◆ TASK BRIEF:
Reproduce the passage of the trochanteric bursitis text below that opens with the words containing "The trochanteric bursa is" and closes with "be clearly identified.".

The greater trochanter is the prominent piece of bone situated at the upper outer aspect of the femur, as is palpable in most people just to the outer side of where a trouser pocket starts. The bone is enlarged where a large mass of muscles (the hip abductors) attach to the femur. One strong muscle (Tensor Fascia Lata) by-passes the hip to attach below the knee.
The bursa is a sack of fluid, which acts a lubricator between the muscle and the underlying trochanter. Bursae are found in many sites around the body; typically between areas of bone or tendon and the skin. The function of a bursa is to minimise potential rubbing and friction between two tissues.
The trochanteric bursa is found just lateral (to the outside) of the hip joint, beneath the skin, the fat and the facia lata, just superficial to the muscle layers of the gluteus medius and the vastus lateralis, where they attach to the bone.
Trochanteric bursitis may come on after trauma, repetitive micro-trauma (overuse), in the presence of osteoarthritis, or even after a hip replacement. Many times, no specific cause can ever be clearly identified.
When a bursa becomes inflamed, the condition is referred to as 'bursitis', the area becomes tender and painful. The region may become hot, red and swollen. However, with certain deep bursae (such as the trochanteric bursa), these superficial signs may not be apparent.
Trochanteric bursitis normally causes a sharp or burning pain over the lateral (outside) side of the hip. The pain may radiate down the lateral side of the thigh towards the knee. The pain is usually made worse by walking or trying to run. The most pathognomonic symptoms and signs are tenderness over the lateral side of the hip, plus pain when trying to lie on that side in bed. This pain often interferes with patients' sleep.
Diagnosis is often clear from simple history taking plus clinical examination. However, in cases where the diagnosis may not be entirely clear or where more definite confirmation is desired, then the investigation of choice is an ultrasound or MRI scan of the hip.
In addition, it is sometime appropriate to perform further investigations such as X-rays, to exclude the potential presence of osteoarthritis of the hip, or MRI scans, if other hip pathology such as a labral tear is suspected.
The first step in the treatment of trochanteric bursitis is to try rest plus anti-inflammatories. Some patients' symptoms may be helped by physiotherapy treatment to stretch out the "pelvic deltoid".

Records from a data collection

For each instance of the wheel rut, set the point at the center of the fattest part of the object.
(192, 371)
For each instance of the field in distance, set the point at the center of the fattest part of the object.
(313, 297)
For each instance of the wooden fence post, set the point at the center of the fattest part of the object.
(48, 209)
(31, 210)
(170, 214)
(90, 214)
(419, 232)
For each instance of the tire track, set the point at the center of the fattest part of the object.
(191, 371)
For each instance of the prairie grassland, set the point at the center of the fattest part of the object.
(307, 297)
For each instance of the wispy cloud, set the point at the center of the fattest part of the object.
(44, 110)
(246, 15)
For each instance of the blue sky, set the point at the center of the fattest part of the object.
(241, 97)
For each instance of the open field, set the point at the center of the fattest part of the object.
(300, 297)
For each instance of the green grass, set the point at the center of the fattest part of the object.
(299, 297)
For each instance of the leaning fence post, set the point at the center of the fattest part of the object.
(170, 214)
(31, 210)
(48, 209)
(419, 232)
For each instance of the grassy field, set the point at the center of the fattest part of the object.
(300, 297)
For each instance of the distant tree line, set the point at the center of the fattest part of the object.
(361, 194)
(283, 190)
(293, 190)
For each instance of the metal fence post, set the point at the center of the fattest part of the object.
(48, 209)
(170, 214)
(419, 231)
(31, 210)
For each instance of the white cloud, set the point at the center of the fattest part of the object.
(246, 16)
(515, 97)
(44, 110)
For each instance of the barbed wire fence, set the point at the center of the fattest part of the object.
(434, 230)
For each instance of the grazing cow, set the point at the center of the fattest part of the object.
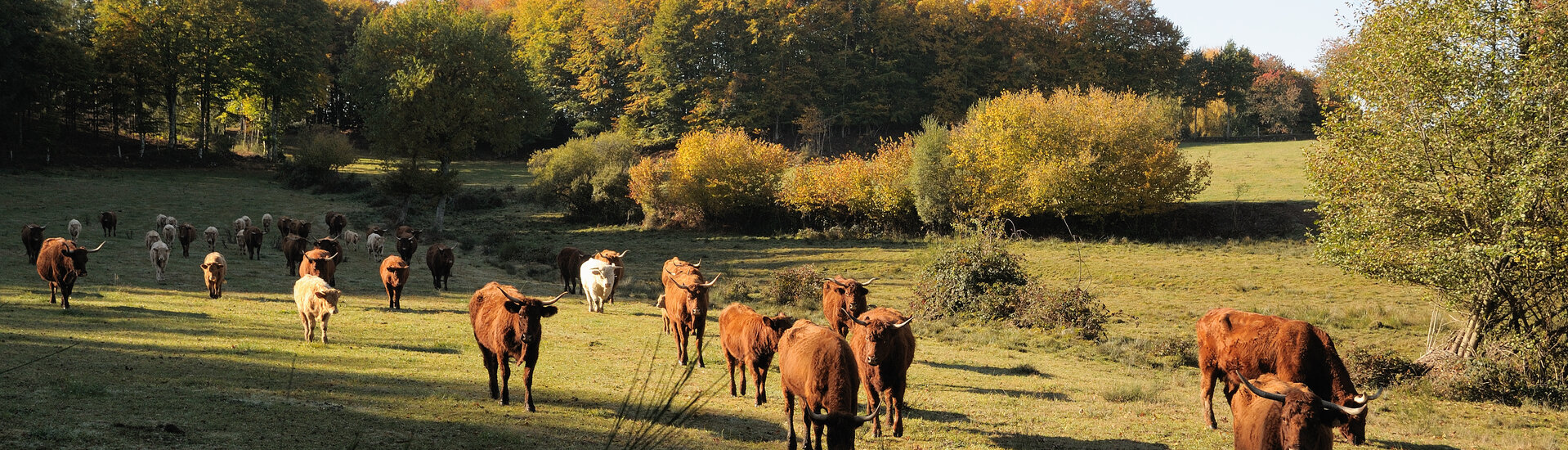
(32, 242)
(110, 222)
(293, 251)
(160, 258)
(187, 236)
(394, 275)
(1277, 414)
(336, 223)
(598, 278)
(613, 258)
(686, 308)
(212, 239)
(253, 242)
(439, 261)
(406, 242)
(750, 340)
(1236, 344)
(60, 262)
(883, 347)
(213, 267)
(842, 299)
(319, 262)
(374, 243)
(507, 326)
(819, 367)
(317, 303)
(168, 234)
(570, 261)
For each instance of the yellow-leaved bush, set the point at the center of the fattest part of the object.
(710, 179)
(1074, 152)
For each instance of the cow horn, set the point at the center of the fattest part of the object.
(902, 323)
(1363, 398)
(869, 417)
(1264, 394)
(554, 299)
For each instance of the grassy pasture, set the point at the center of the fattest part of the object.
(234, 372)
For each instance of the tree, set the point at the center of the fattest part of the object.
(435, 82)
(1446, 165)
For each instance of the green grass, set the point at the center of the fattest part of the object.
(234, 372)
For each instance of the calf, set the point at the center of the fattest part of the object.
(60, 263)
(394, 275)
(507, 326)
(1283, 414)
(598, 278)
(34, 242)
(439, 261)
(212, 268)
(883, 347)
(842, 299)
(187, 236)
(159, 254)
(819, 367)
(110, 222)
(320, 263)
(750, 340)
(317, 303)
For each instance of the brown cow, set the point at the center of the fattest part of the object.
(1279, 414)
(883, 347)
(842, 299)
(213, 268)
(819, 367)
(750, 340)
(507, 326)
(319, 262)
(686, 309)
(293, 251)
(570, 261)
(60, 262)
(394, 275)
(32, 242)
(187, 236)
(336, 223)
(1248, 344)
(439, 261)
(110, 222)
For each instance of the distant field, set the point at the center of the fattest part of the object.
(234, 372)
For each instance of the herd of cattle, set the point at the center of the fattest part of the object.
(1297, 389)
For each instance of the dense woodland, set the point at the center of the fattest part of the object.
(821, 77)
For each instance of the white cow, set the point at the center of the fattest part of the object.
(598, 280)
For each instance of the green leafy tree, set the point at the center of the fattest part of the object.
(1446, 167)
(435, 82)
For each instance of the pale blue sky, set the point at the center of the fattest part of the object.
(1292, 30)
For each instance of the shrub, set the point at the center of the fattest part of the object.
(1074, 152)
(800, 286)
(589, 176)
(712, 178)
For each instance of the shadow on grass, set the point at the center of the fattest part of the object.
(1035, 441)
(988, 371)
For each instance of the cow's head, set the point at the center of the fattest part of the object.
(529, 313)
(1305, 419)
(879, 335)
(78, 256)
(841, 427)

◆ EXERCISE RESPONSE:
The trochanteric bursa is found just lateral (to the outside) of the hip joint, beneath the skin, the fat and the facia lata, just superficial to the muscle layers of the gluteus medius and the vastus lateralis, where they attach to the bone.
Trochanteric bursitis may come on after trauma, repetitive micro-trauma (overuse), in the presence of osteoarthritis, or even after a hip replacement. Many times, no specific cause can ever be clearly identified.